» Exercise tasks
1. Retype, word for word, the part of the post about corporations and the Supreme Court that opens with the words containing "The return of" and closes with "Republic is destroyed.".
2. Continue the post about corporations and the Supreme Court, starting right after its last sentence.

» Page text
____

Thursday, January 21, 2010

The return of the Robber Barons

Corporations have been enthroned and an era of corruption in high places will follow, and the money power of the country will endeavor to prolong its reign by working upon the prejudices of the people until all wealth is aggregated in a few hands and the Republic is destroyed.
-- Abraham Lincoln
Those words, from an 1864 letter, are in the process of becoming reality.

The Supreme Court began granting corporations rights as "people" starting with the 1886 Supreme Court case Santa Clara County v. Southern Pacific Railroad, which included the following statement:
The court does not wish to hear argument on the question whether the provision in the Fourteenth Amendment to the Constitution, which forbids a State to deny to any person within its jurisdiction the equal protection of the laws, applies to these corporations. We are all of the opinion that it does.
Interestingly, this was not a determination by one of the Justices, but part of the headnote, written by court reporter J.C. Bancroft Davis. However, corporations took this statement and conflated it with information from several other court decisions over the years, leading to a legal determination that corporations now have legal status as persons, to include free speech.

Normally, this would not really be an issue to the average citizen, until today.
Supreme Court rejects limits on corporate spending in electoral campaigns

A divided Supreme Court on Thursday swept away decades of legislative efforts to restrict the role of corporations in election campaigns, ruling that severe restrictions on corporate spending are inconsistent with the First Amendment's protection of political speech.

The court split 5 to 4 over the ruling, with its conservative members in the majority.

____

» Recorded information
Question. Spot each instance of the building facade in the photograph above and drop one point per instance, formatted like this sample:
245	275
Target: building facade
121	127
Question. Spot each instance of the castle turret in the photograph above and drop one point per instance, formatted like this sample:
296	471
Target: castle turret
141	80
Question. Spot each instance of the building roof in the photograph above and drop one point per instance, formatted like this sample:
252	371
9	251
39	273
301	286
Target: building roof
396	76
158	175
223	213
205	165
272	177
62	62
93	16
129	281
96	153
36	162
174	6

____

» Exercise responses
1.
The return of the Robber Barons

Corporations have been enthroned and an era of corruption in high places will follow, and the money power of the country will endeavor to prolong its reign by working upon the prejudices of the people until all wealth is aggregated in a few hands and the Republic is destroyed.

2.
"When government seeks to use its full power, including the criminal law, to command where a person may get his or her information or what distrusted source he or she may not hear, it uses censorship to control thought," the court said in a decision written by Justice Anthony M. Kennedy. "This is unlawful. The First Amendment confirms the freedom to think for ourselves."

President Obama sharply criticized the decision, saying it gives "a green light to a new stampede of special interest money in our politics" and represents "a major victory for big oil, Wall Street banks, health insurance companies and the other powerful interests that marshal their power every day in Washington to drown out the voices of everyday Americans."

In a statement released by the White House, Obama said the ruling "gives the special interests and their lobbyists even more power in Washington -- while undermining the influence of average Americans who make small contributions to support their preferred candidates." He said he was instructing his administration "to get to work immediately with Congress on this issue" and coordinate with Democratic and Republican leaders on a "forceful response."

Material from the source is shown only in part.